___ Given data

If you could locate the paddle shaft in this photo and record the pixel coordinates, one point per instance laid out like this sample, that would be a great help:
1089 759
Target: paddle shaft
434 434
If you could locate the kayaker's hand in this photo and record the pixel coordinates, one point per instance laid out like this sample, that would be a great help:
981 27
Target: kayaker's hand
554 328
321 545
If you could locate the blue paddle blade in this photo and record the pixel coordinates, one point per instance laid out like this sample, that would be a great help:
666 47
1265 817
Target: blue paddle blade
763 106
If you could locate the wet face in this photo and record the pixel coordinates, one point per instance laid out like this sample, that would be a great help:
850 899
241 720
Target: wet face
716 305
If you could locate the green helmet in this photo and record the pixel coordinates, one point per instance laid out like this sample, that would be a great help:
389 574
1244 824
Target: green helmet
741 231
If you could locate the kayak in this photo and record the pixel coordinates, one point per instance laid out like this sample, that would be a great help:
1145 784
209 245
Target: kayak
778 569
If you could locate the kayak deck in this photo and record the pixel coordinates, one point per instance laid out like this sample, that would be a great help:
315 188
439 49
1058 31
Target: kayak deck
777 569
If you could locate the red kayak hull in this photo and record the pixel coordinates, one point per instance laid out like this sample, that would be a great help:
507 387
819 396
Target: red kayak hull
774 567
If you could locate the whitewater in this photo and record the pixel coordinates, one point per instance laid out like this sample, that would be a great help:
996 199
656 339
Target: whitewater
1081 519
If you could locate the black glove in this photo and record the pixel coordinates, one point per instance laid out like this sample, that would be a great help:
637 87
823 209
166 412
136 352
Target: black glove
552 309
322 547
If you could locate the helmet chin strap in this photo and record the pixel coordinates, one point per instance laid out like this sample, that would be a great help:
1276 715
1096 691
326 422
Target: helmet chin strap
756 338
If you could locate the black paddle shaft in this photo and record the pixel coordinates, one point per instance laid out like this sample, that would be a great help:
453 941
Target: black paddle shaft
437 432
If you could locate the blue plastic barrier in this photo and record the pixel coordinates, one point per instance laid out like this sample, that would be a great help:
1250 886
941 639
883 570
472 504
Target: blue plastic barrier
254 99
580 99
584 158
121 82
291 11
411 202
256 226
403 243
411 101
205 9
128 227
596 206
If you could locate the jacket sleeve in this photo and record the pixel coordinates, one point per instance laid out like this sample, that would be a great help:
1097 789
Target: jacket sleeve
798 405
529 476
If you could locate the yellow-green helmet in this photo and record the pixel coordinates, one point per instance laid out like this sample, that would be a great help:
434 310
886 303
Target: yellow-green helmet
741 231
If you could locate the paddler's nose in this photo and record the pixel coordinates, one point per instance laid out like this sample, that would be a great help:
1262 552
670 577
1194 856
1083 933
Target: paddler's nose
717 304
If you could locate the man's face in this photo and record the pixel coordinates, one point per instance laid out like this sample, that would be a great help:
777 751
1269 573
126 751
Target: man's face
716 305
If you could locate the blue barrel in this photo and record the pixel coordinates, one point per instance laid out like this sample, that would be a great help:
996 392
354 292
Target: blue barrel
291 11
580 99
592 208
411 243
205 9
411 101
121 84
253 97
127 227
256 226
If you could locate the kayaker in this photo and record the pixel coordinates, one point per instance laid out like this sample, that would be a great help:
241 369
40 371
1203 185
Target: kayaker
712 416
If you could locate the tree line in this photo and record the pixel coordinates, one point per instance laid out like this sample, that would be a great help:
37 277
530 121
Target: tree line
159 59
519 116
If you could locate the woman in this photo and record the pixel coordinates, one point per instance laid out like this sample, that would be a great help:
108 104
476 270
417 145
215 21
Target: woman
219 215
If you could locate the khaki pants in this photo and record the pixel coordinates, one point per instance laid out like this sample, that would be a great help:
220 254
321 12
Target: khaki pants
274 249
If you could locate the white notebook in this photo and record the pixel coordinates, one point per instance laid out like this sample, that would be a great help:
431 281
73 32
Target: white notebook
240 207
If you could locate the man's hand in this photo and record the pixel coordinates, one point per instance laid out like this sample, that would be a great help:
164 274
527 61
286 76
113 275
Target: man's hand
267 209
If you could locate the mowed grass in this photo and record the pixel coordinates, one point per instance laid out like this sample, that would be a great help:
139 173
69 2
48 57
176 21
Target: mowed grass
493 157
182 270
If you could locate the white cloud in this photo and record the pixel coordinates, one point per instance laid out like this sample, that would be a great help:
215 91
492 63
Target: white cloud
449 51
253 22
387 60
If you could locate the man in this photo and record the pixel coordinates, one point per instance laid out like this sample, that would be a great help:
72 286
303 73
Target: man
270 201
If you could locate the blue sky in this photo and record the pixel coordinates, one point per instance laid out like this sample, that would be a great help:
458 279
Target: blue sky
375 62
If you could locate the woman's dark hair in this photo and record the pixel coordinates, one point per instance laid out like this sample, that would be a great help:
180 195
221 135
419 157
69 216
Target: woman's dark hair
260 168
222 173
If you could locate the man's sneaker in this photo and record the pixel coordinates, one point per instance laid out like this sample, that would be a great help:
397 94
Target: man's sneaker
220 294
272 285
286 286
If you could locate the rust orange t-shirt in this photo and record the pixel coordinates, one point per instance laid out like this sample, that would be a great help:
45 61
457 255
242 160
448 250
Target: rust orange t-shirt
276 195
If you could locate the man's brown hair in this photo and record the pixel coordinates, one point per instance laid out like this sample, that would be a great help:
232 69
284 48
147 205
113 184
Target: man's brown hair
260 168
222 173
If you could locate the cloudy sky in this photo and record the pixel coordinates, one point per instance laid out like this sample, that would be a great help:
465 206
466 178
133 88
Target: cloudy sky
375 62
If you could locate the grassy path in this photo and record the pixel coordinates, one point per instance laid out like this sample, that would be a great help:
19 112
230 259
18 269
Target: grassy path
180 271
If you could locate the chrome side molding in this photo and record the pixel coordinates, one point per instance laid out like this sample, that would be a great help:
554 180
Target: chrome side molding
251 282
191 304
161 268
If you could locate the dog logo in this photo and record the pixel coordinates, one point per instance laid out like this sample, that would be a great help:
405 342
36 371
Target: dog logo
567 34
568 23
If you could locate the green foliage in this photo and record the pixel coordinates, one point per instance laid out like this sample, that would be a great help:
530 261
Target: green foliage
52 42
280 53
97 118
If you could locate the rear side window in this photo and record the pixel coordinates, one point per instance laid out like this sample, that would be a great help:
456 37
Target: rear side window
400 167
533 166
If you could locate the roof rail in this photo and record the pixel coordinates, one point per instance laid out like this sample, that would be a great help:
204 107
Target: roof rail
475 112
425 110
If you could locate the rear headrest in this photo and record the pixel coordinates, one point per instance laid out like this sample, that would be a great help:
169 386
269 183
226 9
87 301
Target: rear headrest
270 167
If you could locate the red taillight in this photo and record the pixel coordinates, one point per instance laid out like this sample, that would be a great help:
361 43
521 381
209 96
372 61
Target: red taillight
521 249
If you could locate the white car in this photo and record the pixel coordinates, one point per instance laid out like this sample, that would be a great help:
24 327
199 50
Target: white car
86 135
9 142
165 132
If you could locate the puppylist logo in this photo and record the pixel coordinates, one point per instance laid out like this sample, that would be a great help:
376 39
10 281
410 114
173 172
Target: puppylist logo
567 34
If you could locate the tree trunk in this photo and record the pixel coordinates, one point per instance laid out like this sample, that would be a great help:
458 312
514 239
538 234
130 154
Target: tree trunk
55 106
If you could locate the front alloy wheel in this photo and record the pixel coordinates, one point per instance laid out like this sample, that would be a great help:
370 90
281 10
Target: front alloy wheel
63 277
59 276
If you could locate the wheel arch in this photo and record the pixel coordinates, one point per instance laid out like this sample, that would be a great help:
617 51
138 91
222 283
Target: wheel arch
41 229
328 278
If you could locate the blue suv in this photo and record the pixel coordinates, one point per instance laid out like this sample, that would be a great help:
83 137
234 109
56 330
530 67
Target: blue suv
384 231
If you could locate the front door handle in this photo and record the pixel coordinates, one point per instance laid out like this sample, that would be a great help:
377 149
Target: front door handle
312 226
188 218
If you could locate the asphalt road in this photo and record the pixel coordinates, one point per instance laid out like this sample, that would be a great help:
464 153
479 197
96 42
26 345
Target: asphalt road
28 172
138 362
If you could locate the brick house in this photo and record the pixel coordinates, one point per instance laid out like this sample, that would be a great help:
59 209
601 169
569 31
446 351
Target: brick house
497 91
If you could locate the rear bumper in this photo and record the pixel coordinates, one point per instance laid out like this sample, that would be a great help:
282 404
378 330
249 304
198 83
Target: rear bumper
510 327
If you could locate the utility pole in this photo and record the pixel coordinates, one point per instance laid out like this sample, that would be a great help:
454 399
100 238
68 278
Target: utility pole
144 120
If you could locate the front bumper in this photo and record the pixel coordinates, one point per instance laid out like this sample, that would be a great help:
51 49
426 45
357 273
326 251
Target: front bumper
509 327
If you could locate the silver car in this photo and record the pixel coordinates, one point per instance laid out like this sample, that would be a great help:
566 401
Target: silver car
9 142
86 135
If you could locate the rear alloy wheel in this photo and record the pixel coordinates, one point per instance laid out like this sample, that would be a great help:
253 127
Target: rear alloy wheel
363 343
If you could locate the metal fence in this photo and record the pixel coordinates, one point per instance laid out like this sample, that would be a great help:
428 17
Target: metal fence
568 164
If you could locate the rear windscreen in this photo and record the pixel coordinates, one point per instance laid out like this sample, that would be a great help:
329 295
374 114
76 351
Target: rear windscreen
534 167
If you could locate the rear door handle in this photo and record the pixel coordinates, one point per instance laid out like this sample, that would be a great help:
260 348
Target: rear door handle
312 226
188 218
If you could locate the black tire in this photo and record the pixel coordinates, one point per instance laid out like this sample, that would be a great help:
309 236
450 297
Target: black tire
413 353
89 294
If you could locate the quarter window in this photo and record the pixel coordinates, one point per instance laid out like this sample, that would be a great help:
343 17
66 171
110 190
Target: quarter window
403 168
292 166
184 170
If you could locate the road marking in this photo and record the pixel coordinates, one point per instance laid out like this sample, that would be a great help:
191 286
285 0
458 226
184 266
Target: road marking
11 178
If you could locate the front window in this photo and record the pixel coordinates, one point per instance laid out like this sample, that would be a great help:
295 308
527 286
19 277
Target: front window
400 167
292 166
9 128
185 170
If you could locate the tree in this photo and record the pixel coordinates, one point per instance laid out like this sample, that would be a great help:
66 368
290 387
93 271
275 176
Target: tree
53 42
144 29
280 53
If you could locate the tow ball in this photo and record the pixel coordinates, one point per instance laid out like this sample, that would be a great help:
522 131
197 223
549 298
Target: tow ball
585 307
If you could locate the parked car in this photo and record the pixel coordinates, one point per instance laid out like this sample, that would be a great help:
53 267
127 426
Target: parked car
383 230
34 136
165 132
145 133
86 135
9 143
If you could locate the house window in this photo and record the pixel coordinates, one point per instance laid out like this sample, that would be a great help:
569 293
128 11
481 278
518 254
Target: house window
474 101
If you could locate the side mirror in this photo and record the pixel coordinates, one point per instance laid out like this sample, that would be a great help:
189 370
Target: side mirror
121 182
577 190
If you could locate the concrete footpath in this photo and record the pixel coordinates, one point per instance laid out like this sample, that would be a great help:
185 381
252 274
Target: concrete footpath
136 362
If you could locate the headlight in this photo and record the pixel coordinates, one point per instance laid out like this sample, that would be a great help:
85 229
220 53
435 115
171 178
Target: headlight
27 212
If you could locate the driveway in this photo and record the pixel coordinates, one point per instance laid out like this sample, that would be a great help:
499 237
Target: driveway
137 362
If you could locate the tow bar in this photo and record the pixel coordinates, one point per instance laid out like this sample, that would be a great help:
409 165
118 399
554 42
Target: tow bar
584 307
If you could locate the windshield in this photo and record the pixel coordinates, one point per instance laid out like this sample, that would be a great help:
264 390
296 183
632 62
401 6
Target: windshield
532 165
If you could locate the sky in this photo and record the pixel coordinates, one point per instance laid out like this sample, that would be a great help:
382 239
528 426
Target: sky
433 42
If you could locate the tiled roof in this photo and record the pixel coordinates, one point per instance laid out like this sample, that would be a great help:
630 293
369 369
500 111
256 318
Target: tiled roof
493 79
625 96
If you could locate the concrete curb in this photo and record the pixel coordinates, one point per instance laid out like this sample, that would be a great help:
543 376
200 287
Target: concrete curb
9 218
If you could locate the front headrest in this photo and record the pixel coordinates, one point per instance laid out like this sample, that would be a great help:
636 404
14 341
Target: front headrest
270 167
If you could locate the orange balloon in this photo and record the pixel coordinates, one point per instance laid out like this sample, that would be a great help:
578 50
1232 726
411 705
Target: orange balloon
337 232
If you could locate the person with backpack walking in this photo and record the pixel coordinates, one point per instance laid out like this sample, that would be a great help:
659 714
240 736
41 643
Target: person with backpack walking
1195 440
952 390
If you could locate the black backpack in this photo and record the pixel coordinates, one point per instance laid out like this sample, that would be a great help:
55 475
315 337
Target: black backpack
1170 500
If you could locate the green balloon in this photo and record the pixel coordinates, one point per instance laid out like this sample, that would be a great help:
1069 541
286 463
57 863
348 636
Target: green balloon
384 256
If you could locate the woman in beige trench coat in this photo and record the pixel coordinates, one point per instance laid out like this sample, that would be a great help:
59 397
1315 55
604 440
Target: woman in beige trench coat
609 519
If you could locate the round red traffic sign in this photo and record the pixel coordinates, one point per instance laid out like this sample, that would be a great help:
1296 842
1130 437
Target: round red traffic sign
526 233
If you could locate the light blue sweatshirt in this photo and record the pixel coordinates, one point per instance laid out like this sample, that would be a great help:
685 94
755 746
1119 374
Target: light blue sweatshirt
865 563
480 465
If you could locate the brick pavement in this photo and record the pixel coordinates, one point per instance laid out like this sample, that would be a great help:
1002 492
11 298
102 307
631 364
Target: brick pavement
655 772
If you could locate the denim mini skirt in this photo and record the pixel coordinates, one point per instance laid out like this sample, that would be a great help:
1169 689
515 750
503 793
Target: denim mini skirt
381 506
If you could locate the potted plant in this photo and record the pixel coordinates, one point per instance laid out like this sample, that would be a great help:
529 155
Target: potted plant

______

● **Exercise objective**: Return, from the data, each line that has the word "potted" in it.

● **The answer**:
If you could locate the potted plant in this photo and record the pixel coordinates, one point per instance laid out like this sample, that would be a great help:
Target: potted plant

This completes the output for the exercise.